■ **What you need to do**:
Reproduce verbatim the lines below, beginning with the line containing "of the open" and continuing through the last line, inclusive.

▼

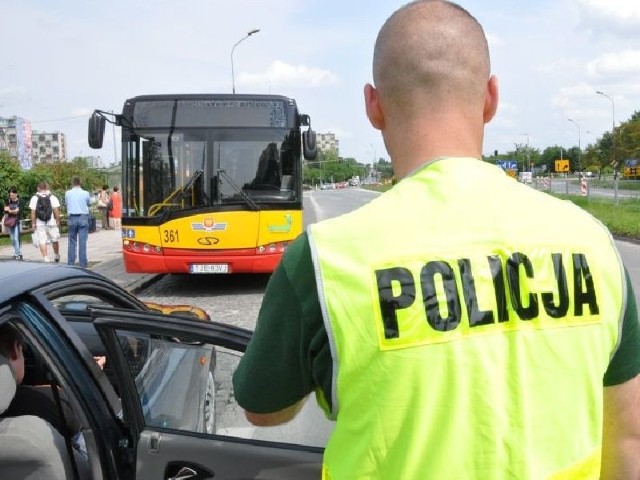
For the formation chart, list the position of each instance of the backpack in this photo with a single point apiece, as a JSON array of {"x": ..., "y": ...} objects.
[{"x": 43, "y": 208}]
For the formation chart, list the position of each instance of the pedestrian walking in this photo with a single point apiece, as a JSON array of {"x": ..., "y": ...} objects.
[
  {"x": 45, "y": 220},
  {"x": 103, "y": 203},
  {"x": 11, "y": 221},
  {"x": 115, "y": 214},
  {"x": 78, "y": 201},
  {"x": 447, "y": 334}
]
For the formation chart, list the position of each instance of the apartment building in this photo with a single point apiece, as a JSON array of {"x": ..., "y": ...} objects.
[
  {"x": 328, "y": 141},
  {"x": 48, "y": 147},
  {"x": 15, "y": 138}
]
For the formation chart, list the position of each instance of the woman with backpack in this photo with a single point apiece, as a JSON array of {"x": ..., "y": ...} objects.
[
  {"x": 45, "y": 220},
  {"x": 11, "y": 221},
  {"x": 103, "y": 206}
]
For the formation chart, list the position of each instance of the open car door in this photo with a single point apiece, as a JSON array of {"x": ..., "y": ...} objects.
[{"x": 173, "y": 375}]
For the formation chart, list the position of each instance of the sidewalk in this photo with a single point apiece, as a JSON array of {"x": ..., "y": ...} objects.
[{"x": 104, "y": 251}]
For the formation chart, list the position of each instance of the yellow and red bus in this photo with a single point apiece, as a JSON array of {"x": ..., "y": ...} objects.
[{"x": 211, "y": 183}]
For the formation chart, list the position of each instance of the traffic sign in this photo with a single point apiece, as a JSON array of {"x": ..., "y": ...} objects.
[
  {"x": 508, "y": 164},
  {"x": 562, "y": 165}
]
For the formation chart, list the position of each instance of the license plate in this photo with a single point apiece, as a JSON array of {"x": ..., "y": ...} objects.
[{"x": 209, "y": 268}]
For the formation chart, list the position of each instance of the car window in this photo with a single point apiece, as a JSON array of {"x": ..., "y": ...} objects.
[
  {"x": 79, "y": 303},
  {"x": 185, "y": 385}
]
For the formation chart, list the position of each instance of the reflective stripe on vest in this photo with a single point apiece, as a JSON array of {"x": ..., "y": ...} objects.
[{"x": 471, "y": 320}]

▲

■ **Answer in full**:
For the formation chart, list the position of each instance of the open car door in this photo with a single point apiece, as a JSON array of {"x": ..., "y": ...} objects.
[{"x": 173, "y": 375}]
For the formation chart, list the position of each instance of the sidewalk in this photo with a single point apiece, as a JSON array of {"x": ..., "y": ...} objects.
[{"x": 104, "y": 251}]
For the formation chart, list the position of each instance of the yellow and red bus in this photo with a single point apiece, as a JSON array of {"x": ..., "y": ...} objects.
[{"x": 211, "y": 183}]
For the formation chart, list the position of each instance of the traffic sign in this photo with a single point apiece, as a JSON array of {"x": ..., "y": ...} objects.
[
  {"x": 508, "y": 164},
  {"x": 562, "y": 165}
]
For the formation chart, list the position of each instance of the license plate in this photo with a single point apiece, as a JSON array of {"x": ..., "y": ...} objects.
[{"x": 209, "y": 268}]
For the formation chart, list the position of each instance of the car window in this photo with a single point apiece, as a JSON array of {"x": ..., "y": ...} objects.
[
  {"x": 79, "y": 303},
  {"x": 185, "y": 385}
]
For the formation chart, list the position of each instance of the reflective stripe on vest in this photo with a single point apiece, as a JSON array of {"x": ..., "y": ...} objects.
[{"x": 471, "y": 320}]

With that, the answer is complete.